[Stored items]
+ + +
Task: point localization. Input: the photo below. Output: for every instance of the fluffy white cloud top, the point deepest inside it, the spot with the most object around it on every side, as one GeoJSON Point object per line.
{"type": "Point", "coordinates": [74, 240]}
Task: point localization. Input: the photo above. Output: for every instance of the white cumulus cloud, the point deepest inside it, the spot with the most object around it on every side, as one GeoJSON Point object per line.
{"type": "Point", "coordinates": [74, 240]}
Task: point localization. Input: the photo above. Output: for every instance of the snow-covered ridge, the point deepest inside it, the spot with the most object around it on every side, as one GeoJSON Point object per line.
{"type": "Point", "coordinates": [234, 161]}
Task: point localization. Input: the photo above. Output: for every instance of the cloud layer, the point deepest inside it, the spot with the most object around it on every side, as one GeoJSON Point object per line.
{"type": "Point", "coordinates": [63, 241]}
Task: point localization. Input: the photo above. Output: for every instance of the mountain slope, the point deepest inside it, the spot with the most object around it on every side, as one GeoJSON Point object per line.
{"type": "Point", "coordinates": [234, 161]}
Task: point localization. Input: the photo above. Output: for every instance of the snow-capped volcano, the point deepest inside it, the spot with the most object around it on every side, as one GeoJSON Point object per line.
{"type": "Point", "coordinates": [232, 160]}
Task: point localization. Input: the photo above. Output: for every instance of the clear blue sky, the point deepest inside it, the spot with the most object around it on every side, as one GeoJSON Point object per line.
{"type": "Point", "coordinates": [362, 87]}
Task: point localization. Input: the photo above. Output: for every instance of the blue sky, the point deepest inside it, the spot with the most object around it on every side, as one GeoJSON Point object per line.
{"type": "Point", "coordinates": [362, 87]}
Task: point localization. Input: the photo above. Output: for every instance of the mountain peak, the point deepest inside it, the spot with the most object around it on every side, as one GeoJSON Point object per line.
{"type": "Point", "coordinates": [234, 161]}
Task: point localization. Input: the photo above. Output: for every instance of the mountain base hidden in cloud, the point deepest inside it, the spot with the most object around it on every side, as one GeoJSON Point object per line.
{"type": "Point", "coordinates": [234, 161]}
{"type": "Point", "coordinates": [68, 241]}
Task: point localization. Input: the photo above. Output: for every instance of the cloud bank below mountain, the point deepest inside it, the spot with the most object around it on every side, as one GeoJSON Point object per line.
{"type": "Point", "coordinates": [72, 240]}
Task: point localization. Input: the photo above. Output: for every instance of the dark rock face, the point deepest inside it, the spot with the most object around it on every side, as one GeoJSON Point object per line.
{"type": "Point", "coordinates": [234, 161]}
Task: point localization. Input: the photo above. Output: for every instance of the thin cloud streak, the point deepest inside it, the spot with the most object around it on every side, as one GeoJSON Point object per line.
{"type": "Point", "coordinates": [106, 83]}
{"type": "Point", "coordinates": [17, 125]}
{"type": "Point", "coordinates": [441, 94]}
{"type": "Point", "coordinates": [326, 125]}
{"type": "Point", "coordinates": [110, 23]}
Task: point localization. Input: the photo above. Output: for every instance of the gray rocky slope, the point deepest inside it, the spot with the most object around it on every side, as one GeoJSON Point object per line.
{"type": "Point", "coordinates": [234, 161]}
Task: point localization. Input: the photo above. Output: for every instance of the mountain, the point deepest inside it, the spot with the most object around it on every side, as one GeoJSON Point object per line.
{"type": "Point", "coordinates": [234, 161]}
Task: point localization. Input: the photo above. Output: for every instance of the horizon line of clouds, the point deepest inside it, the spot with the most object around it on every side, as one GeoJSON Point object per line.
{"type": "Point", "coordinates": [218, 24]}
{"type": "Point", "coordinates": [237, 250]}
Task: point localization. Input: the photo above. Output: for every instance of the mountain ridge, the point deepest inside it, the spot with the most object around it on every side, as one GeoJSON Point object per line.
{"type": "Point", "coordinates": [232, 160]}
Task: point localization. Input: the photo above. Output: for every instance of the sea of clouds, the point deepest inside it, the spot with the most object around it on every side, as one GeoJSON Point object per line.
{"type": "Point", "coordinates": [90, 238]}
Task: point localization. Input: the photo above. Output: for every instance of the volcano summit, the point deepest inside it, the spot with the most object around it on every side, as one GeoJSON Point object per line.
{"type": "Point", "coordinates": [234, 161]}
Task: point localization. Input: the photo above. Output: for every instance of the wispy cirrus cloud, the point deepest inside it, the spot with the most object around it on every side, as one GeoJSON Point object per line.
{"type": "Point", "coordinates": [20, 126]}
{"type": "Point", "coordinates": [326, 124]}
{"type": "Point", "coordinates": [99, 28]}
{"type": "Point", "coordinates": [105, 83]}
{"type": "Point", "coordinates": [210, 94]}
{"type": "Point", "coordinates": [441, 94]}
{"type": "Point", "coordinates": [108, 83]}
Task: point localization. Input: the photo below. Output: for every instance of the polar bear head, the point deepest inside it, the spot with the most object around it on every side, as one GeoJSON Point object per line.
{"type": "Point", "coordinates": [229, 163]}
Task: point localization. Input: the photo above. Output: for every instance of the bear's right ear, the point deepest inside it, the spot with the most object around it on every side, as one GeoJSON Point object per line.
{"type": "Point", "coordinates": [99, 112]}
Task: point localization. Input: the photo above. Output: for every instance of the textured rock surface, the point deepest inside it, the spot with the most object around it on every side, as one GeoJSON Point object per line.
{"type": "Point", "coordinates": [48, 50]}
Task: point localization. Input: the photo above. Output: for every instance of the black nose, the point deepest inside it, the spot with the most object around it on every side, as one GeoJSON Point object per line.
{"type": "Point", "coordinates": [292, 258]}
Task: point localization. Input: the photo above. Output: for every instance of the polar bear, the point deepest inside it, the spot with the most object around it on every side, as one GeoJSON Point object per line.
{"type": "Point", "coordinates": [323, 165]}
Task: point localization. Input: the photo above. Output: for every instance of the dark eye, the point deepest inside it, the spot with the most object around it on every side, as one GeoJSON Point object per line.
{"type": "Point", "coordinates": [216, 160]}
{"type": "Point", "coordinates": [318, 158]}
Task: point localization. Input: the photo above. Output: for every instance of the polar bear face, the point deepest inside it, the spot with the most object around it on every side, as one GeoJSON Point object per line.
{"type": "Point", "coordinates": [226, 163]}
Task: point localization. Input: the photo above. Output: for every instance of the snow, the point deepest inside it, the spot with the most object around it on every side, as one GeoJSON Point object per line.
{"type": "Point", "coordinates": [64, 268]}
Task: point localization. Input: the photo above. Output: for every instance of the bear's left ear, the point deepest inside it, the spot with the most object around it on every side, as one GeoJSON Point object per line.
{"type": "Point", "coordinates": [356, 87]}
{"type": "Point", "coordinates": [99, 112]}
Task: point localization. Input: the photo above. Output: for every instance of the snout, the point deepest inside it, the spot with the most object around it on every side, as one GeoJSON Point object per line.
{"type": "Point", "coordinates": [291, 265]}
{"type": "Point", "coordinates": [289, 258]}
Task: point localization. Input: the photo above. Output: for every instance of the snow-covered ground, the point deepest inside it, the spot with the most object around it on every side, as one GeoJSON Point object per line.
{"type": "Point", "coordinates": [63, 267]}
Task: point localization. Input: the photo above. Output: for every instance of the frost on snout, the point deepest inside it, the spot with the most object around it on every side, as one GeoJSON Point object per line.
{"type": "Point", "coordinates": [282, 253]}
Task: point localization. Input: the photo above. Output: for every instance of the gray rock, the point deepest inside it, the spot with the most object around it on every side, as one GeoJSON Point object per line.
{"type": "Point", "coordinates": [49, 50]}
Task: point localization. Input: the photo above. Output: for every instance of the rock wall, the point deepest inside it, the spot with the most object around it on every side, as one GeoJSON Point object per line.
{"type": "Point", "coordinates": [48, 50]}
+ + +
◆ YOUR INSTRUCTIONS
Return the data from the top line through the bottom line exactly.

◆ EXERCISE RESPONSE
Task: point localization. Input: the photo below. Output: for every instance of the fluffy white cloud top, the point deepest inside it, the spot with the most object around it on every side, as one GeoJSON Point object per line.
{"type": "Point", "coordinates": [74, 240]}
Task: point localization. Input: the photo above. Output: for every instance of the white cumulus cloud, the point deepest inside it, the spot with the most object around it on every side, as one GeoJSON Point object per line.
{"type": "Point", "coordinates": [74, 240]}
Task: point localization. Input: the photo above. Output: for every instance of the snow-covered ridge, the point deepest inside it, the spot with the most object around it on every side, as one GeoJSON Point object per line.
{"type": "Point", "coordinates": [234, 161]}
Task: point localization. Input: the photo above. Output: for every instance of the cloud layer, the point deepest inside it, the spot with the most object around it on every side, as one GeoJSON Point object per line.
{"type": "Point", "coordinates": [63, 241]}
Task: point localization. Input: the photo above. Output: for every instance of the mountain slope, the point deepest inside it, the spot with the most object around it on every side, as one GeoJSON Point object per line.
{"type": "Point", "coordinates": [234, 161]}
Task: point localization. Input: the photo above. Output: for every instance of the snow-capped volcano, the point deepest inside it, the spot with the most object around it on every side, as one GeoJSON Point object per line.
{"type": "Point", "coordinates": [232, 160]}
Task: point localization. Input: the photo above. Output: for every instance of the clear blue sky, the point deepest inside it, the spot with the most object around it on every side, as one GeoJSON Point object per line.
{"type": "Point", "coordinates": [362, 87]}
Task: point localization. Input: the photo above. Output: for every instance of the blue sky, the point deepest inside it, the spot with the most object around it on every side, as one GeoJSON Point object per line.
{"type": "Point", "coordinates": [362, 87]}
Task: point localization. Input: the photo above. Output: for every instance of the mountain peak, the point deepest inside it, the spot with the most object around it on every side, as one GeoJSON Point object per line.
{"type": "Point", "coordinates": [234, 161]}
Task: point localization. Input: the photo above. Output: for every instance of the mountain base hidden in cloud, the point deepest inside it, the spot with the most object around it on every side, as one GeoJSON Point object per line.
{"type": "Point", "coordinates": [234, 161]}
{"type": "Point", "coordinates": [68, 241]}
Task: point localization. Input: the photo above. Output: for every instance of the cloud bank below mountain, the point deepest inside it, the spot with the most object around it on every side, as one GeoJSON Point object per line.
{"type": "Point", "coordinates": [72, 240]}
Task: point localization. Input: the photo above. Output: for every instance of the dark rock face, the point deepest inside it, the spot with the most object around it on every side, as one GeoJSON Point object per line.
{"type": "Point", "coordinates": [234, 161]}
Task: point localization. Input: the photo above. Output: for every instance of the thin cloud streak, the point deepest inside it, the spot with the most object around it on every side, as one GeoJSON Point object per line.
{"type": "Point", "coordinates": [106, 83]}
{"type": "Point", "coordinates": [17, 125]}
{"type": "Point", "coordinates": [441, 94]}
{"type": "Point", "coordinates": [326, 125]}
{"type": "Point", "coordinates": [110, 23]}
Task: point localization. Input: the photo above. Output: for every instance of the gray rocky slope, the point deepest inside it, the spot with the most object around it on every side, as one GeoJSON Point object per line.
{"type": "Point", "coordinates": [234, 161]}
Task: point localization. Input: the photo above. Output: for every instance of the mountain, the point deepest inside it, the spot with the most object around it on every side, as one GeoJSON Point object per line.
{"type": "Point", "coordinates": [234, 161]}
Task: point localization. Input: the photo above. Output: for every instance of the horizon line of clouds, the point deepest inside it, the spot with the most object around it on every side, as one GeoJSON Point object per line.
{"type": "Point", "coordinates": [218, 24]}
{"type": "Point", "coordinates": [237, 250]}
Task: point localization. Input: the photo above. Output: for every instance of the mountain ridge, the point deepest inside it, the spot with the most object around it on every side, as one GeoJSON Point object per line.
{"type": "Point", "coordinates": [232, 160]}
Task: point localization. Input: the photo above. Output: for every instance of the sea of clouds, the point deepest inside it, the spot with the most object around it on every side, as one GeoJSON Point object per line.
{"type": "Point", "coordinates": [90, 238]}
Task: point localization. Input: the photo above. Output: for every instance of the volcano summit, the point deepest inside it, the spot with the most object around it on every side, as one GeoJSON Point object per line.
{"type": "Point", "coordinates": [234, 161]}
Task: point localization. Input: the photo above. Output: for every instance of the wispy cirrus cloud, the point deepest inside it, the spot with the most object around it on every side, as one GeoJSON Point object per line.
{"type": "Point", "coordinates": [20, 126]}
{"type": "Point", "coordinates": [326, 124]}
{"type": "Point", "coordinates": [99, 28]}
{"type": "Point", "coordinates": [105, 83]}
{"type": "Point", "coordinates": [210, 94]}
{"type": "Point", "coordinates": [441, 94]}
{"type": "Point", "coordinates": [108, 83]}
Task: point localization. Input: the photo below. Output: for every instance of the polar bear head, the point deepest inside it, the spot with the most object around it on every side, as one GeoJSON Point object per line.
{"type": "Point", "coordinates": [229, 163]}
Task: point localization. Input: the photo above. Output: for every instance of the bear's right ear, the point deepest inside it, the spot with the most object around it on every side, as one GeoJSON Point object per line.
{"type": "Point", "coordinates": [99, 112]}
Task: point localization. Input: the photo above. Output: for every instance of the textured rock surface, the point deepest inside it, the spot with the most object around it on every side, as one GeoJSON Point object per line.
{"type": "Point", "coordinates": [48, 50]}
Task: point localization. Input: the photo above. Output: for every instance of the black nose, the point deepest inside it, the spot with the most object around it on every side, as one GeoJSON Point object per line.
{"type": "Point", "coordinates": [292, 258]}
Task: point localization. Input: the photo above. Output: for every instance of the polar bear, the point deepest inside it, the spot with the most object around it on every side, as one GeoJSON Point object per line.
{"type": "Point", "coordinates": [323, 165]}
Task: point localization. Input: the photo above. Output: for every instance of the dark eye, the point deepest inside it, the spot with the most object around it on every side, as one GeoJSON Point object per line.
{"type": "Point", "coordinates": [216, 160]}
{"type": "Point", "coordinates": [318, 158]}
Task: point localization. Input: the photo above. Output: for every instance of the polar bear face, the point deepest inside it, the spot with the most object around it on every side, as one GeoJSON Point object per line.
{"type": "Point", "coordinates": [226, 163]}
Task: point localization. Input: the photo above. Output: for every instance of the snow, the point deepest inside it, the spot with the most object around it on every side, as one GeoJSON Point object per line.
{"type": "Point", "coordinates": [64, 268]}
Task: point localization. Input: the photo above. Output: for every instance of the bear's left ear, the point deepest inside it, the spot with the most object around it on every side, as one GeoJSON Point object per line.
{"type": "Point", "coordinates": [356, 87]}
{"type": "Point", "coordinates": [99, 112]}
Task: point localization. Input: the photo above. Output: for every instance of the snout, the point deepest inside it, the spot with the most object around it on every side, as one GeoJSON Point object per line.
{"type": "Point", "coordinates": [291, 265]}
{"type": "Point", "coordinates": [289, 258]}
Task: point localization. Input: the photo above. Output: for every instance of the snow-covered ground, the point deepest inside it, the spot with the most object around it on every side, as one GeoJSON Point object per line.
{"type": "Point", "coordinates": [63, 267]}
Task: point localization. Input: the photo above. Output: for every instance of the frost on snout, the point deepest inside it, the spot with the most object around it on every side, as one GeoJSON Point object per line.
{"type": "Point", "coordinates": [282, 253]}
Task: point localization. Input: the photo above. Output: for every instance of the gray rock, the point deepest inside it, the spot with the most object around it on every side, as one GeoJSON Point object per line.
{"type": "Point", "coordinates": [49, 50]}
Task: point localization. Input: the photo above. Output: for every instance of the rock wall, the point deepest inside it, the spot with the most object around it on every side, as one GeoJSON Point object per line.
{"type": "Point", "coordinates": [48, 50]}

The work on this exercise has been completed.